WORK TO BE COMPLETED: In the records below, find the line with "Where can the beige" and the line with "Where can the stovetop". Print both exactly, along with every line between them, and no other line.

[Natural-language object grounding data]
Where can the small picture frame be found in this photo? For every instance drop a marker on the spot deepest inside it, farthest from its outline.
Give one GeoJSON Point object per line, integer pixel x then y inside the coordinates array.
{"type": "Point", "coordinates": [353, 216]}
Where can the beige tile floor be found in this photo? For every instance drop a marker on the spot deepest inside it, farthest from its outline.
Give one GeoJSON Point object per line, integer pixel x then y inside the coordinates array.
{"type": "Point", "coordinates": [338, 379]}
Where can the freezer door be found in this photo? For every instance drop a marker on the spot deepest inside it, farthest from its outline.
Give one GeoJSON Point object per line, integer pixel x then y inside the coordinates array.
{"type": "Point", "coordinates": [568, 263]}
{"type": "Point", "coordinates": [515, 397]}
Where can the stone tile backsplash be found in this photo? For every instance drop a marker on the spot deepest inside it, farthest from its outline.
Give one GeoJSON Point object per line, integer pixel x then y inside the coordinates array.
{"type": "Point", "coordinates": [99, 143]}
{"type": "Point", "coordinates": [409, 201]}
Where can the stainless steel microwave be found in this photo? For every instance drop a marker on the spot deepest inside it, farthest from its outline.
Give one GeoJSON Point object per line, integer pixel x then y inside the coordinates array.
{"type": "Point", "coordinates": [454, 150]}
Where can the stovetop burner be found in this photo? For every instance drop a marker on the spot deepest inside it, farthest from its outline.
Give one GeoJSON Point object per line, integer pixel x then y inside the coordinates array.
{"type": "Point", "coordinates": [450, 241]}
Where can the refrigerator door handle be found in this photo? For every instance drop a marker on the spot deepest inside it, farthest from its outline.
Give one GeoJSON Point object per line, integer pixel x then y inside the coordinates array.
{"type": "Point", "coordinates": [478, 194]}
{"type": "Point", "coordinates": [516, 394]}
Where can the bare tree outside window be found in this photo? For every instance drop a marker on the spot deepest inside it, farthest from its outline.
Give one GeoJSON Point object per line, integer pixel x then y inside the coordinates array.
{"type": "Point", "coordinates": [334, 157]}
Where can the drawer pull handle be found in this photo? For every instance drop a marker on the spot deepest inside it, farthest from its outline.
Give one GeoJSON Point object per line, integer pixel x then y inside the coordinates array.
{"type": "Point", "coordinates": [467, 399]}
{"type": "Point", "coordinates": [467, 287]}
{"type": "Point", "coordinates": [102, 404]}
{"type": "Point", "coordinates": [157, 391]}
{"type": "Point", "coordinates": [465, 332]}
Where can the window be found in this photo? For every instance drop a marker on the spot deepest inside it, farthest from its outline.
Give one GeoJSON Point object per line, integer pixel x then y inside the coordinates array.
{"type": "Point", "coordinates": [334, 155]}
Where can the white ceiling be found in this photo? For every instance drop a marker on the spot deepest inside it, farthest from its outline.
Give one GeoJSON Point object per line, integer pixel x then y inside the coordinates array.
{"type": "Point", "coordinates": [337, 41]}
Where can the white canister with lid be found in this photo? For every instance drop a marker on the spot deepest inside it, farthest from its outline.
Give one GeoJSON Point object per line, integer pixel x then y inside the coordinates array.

RESPONSE TO THE TASK:
Where can the beige tile floor be found in this photo? For every instance drop a marker on the spot deepest inside it, farthest from its outline.
Give one GeoJSON Point object per line, integer pixel x then y inside the coordinates array.
{"type": "Point", "coordinates": [338, 379]}
Where can the freezer door be found in this photo? For every instance drop a marker on the spot deepest inside it, farthest from its outline.
Give one GeoJSON Point object per line, integer pixel x then y inside the coordinates array.
{"type": "Point", "coordinates": [568, 263]}
{"type": "Point", "coordinates": [515, 397]}
Where can the stone tile backsplash be found in this photo? For every instance drop a marker on the spot deepest inside it, farthest from its outline.
Give one GeoJSON Point object per line, integer pixel x then y inside the coordinates array.
{"type": "Point", "coordinates": [99, 143]}
{"type": "Point", "coordinates": [409, 201]}
Where can the stainless steel microwave be found in this photo? For every instance drop a marker on the spot deepest inside it, farthest from its outline.
Give one GeoJSON Point object per line, integer pixel x then y inside the coordinates array.
{"type": "Point", "coordinates": [454, 150]}
Where can the stovetop burner be found in this photo? For every instance drop a marker on the spot deepest inside it, farthest from its outline.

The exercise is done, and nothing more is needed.